### TASK DETAILS:
Reproduce every item below word for word, leaving the pictures out of your answer.

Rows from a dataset
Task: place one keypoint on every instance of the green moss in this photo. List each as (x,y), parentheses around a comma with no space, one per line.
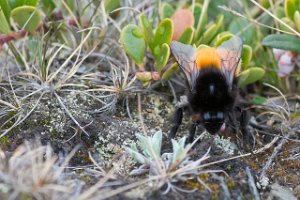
(4,140)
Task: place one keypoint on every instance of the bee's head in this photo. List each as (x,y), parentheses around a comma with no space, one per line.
(213,121)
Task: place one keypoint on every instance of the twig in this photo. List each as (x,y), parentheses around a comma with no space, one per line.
(140,114)
(274,154)
(69,113)
(251,184)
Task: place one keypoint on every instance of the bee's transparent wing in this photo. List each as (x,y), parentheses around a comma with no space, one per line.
(230,52)
(186,56)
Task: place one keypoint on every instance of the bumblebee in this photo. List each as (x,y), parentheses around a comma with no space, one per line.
(211,76)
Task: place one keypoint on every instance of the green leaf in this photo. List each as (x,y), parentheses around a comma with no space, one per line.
(222,37)
(111,5)
(48,6)
(147,30)
(297,20)
(187,36)
(18,3)
(5,7)
(4,25)
(290,7)
(250,75)
(197,13)
(282,41)
(133,43)
(211,31)
(167,11)
(27,17)
(289,22)
(163,33)
(169,72)
(238,25)
(71,4)
(246,56)
(162,57)
(258,100)
(143,76)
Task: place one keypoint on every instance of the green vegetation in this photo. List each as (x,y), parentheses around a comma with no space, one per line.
(99,77)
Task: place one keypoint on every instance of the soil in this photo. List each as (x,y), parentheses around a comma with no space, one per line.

### SOLUTION:
Task: place one keypoint on every instance of the green moss in this photo. List each as (x,y), parentheses around a comma with no space, one per line.
(4,140)
Task: place one keypoint on every instance of the bee's head in this photo. List each as (x,y), parentheses around a comma with no space, one per line.
(213,121)
Task: place one keypoint on every instance of the twig in this photo. List each as (x,y), parentheses around a comma with no space, one per line.
(140,114)
(274,154)
(69,113)
(251,184)
Task: place one keypoint on every instance of the bee's transparent wing in this photo. List each as (x,y), parentheses around a comma with no space, one per line.
(230,52)
(186,56)
Task: place one keypoint on every instance of the bumblebee in this photo. List each as (x,y), parentheses around a comma with no space, one per line.
(211,76)
Task: place one keypoint on every instance of the green leaf in this photo. List each as (x,y), parentheses around a comma with no space, one per line.
(222,37)
(111,5)
(48,6)
(147,30)
(297,20)
(187,36)
(18,3)
(5,7)
(4,25)
(290,7)
(250,75)
(197,13)
(282,41)
(133,43)
(211,31)
(167,11)
(27,17)
(289,22)
(163,33)
(169,72)
(238,25)
(71,4)
(246,56)
(162,57)
(258,100)
(143,76)
Task: place one keypoint on every instance of the green vegetation in this photo. List each as (x,y), parentheses around a comma with no space, one per line.
(99,77)
Task: place one keypoint on every instance of the soil in this photo. List each as (x,y), parentheses around a comma with no space, one per line.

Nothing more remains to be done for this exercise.